(SOURCE EXCERPT):
'''

A tool for calculating the big-O time complexity of Java code?

Question

I have a question regarding time complexity (big O notation) for Java software. Is there a way to quickly calculate or test it (or any website that could calculate it for me would be welcomed). For example I would like to check it for the following snippet of code and possibly improve as well:

int dcount = 24423567;
int a = 0;
if (dcount == 0){
    a = 1;
}

String ds = Integer.toString(dcount);
String[] sa = ds.split("(?<=.)");
HashSet hs = new HashSet();
Collections.addAll(hs, sa);
a = hs.size();
if (dcount < 0)
    a--;

System.out.println(a);

Answer 1

As @emory pointed out, it is provably impossible to determine the big-O time complexity of an arbitrary piece of code automatically (the proof is a reduction from the Halting Problem ). However, there are tools that can attempt to measure the complexity of a piece of code empirically by running it on several different inputs. One such tool is described in the paper “Measuring Empirical Computational Complexity” by Goldsmith, Aiken, and Wilkerson. It works by attempting to do a regression on the program's runtime versus its input size. The tool, called trend-prof (discontinued), is available for reference.

'''

(Excerpt from a dataset)
'''

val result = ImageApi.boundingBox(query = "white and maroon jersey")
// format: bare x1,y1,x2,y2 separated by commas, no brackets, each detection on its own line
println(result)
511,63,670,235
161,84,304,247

'''
'''

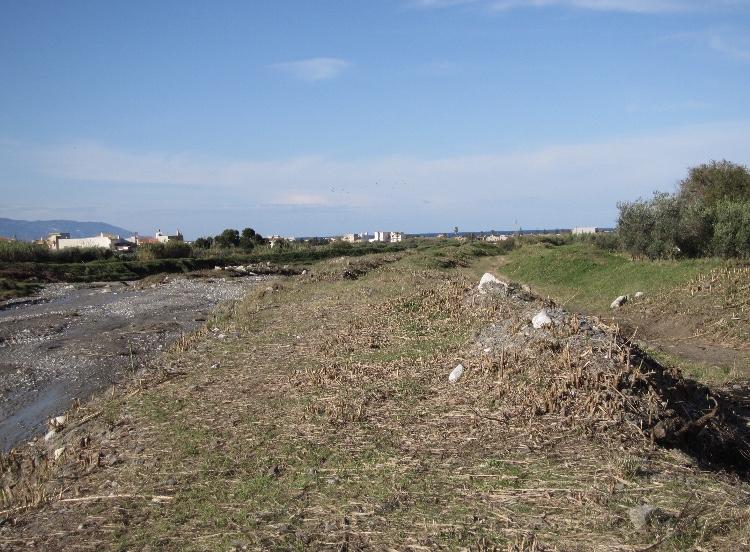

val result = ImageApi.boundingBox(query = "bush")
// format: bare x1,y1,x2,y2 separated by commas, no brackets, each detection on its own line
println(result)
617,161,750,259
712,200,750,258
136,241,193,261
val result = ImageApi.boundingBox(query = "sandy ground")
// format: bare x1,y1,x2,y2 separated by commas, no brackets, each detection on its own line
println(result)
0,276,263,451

'''

(EXERCISE SET):
1) Gather every line of the listing that contains the string "ImageApi".
2) Carry on the forum thread about the time complexity of Java code, starting after its final sentence.

(THE RESPONSES):
1)
val result = ImageApi.boundingBox(query = "white and maroon jersey")
val result = ImageApi.boundingBox(query = "bush")
val result = ImageApi.boundingBox(query = "sandy ground")

2)
Hope this helps!

Answer 2

I might be solving someone's homework, but the question was begging for a sane solution...

Counting distinct digits in a number requires no strings, sets or regular expressions, just some simple arithmetics.

The following method runs in O(n) time (n = number of digits in the input) and constant space:

int distinctDigits(int num) {
  if (num == 0) {
    return 1;
  }

  boolean[] digits = new boolean[10];

  while (num > 0) {
    digits[num % 10] = true;
    num /= 10;
  }

  int count = 0;
  for (boolean digit : digits) {
    if (digit) {
      count++;
    }
  }

  return count;
}

Making this work for negative numbers is left as an exericse to the reader ;)